-- EXCERPTED DATA start --

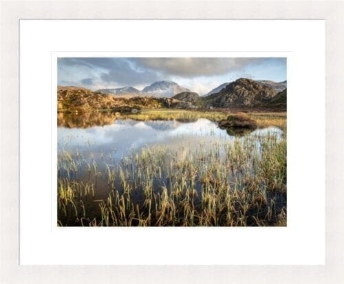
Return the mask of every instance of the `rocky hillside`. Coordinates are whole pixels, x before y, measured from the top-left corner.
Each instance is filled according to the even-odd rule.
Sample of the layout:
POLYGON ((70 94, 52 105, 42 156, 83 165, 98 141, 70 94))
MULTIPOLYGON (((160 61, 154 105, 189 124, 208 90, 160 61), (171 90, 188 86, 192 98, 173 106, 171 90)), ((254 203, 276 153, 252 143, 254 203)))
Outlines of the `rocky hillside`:
POLYGON ((276 91, 251 79, 241 78, 219 92, 204 98, 204 105, 213 107, 255 107, 264 105, 276 91))
POLYGON ((284 89, 266 103, 266 106, 287 107, 287 89, 284 89))
POLYGON ((225 88, 227 85, 228 85, 229 83, 224 83, 223 84, 221 84, 219 86, 217 87, 216 88, 213 89, 211 91, 209 91, 208 94, 204 95, 204 96, 210 96, 213 94, 216 94, 220 91, 222 89, 225 88))
POLYGON ((142 94, 141 91, 134 88, 133 87, 123 87, 122 88, 115 88, 115 89, 101 89, 97 92, 102 94, 111 94, 114 95, 120 96, 140 96, 142 94))
MULTIPOLYGON (((198 96, 198 95, 197 95, 198 96)), ((122 113, 131 112, 133 109, 177 109, 194 108, 189 101, 176 98, 136 96, 132 98, 115 97, 108 94, 93 91, 76 87, 58 87, 58 111, 81 113, 99 110, 109 110, 122 113)))
POLYGON ((153 97, 116 98, 109 94, 76 87, 58 87, 58 111, 72 112, 109 109, 131 111, 133 109, 155 109, 164 107, 163 100, 153 97))
POLYGON ((287 81, 282 82, 274 82, 268 80, 260 80, 257 82, 261 83, 265 86, 271 87, 277 93, 282 91, 283 89, 287 88, 287 81))
POLYGON ((200 100, 200 96, 198 94, 192 91, 182 91, 173 96, 172 98, 197 105, 200 100))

-- EXCERPTED DATA end --

• CHALLENGE:
Could you convert the data, from its start through the line containing "POLYGON ((284 89, 266" inclusive, into a JSON list of strings with one string per line, omitting the pictures?

• SOLUTION:
[
  "Return the mask of every instance of the `rocky hillside`. Coordinates are whole pixels, x before y, measured from the top-left corner.",
  "Each instance is filled according to the even-odd rule.",
  "Sample of the layout:",
  "POLYGON ((70 94, 52 105, 42 156, 83 165, 98 141, 70 94))",
  "MULTIPOLYGON (((160 61, 154 105, 189 124, 208 90, 160 61), (171 90, 188 86, 192 98, 173 106, 171 90)), ((254 203, 276 153, 252 143, 254 203)))",
  "Outlines of the `rocky hillside`:",
  "POLYGON ((276 91, 251 79, 241 78, 219 92, 204 98, 204 105, 213 107, 255 107, 264 105, 276 91))",
  "POLYGON ((284 89, 266 103, 266 106, 287 107, 287 89, 284 89))"
]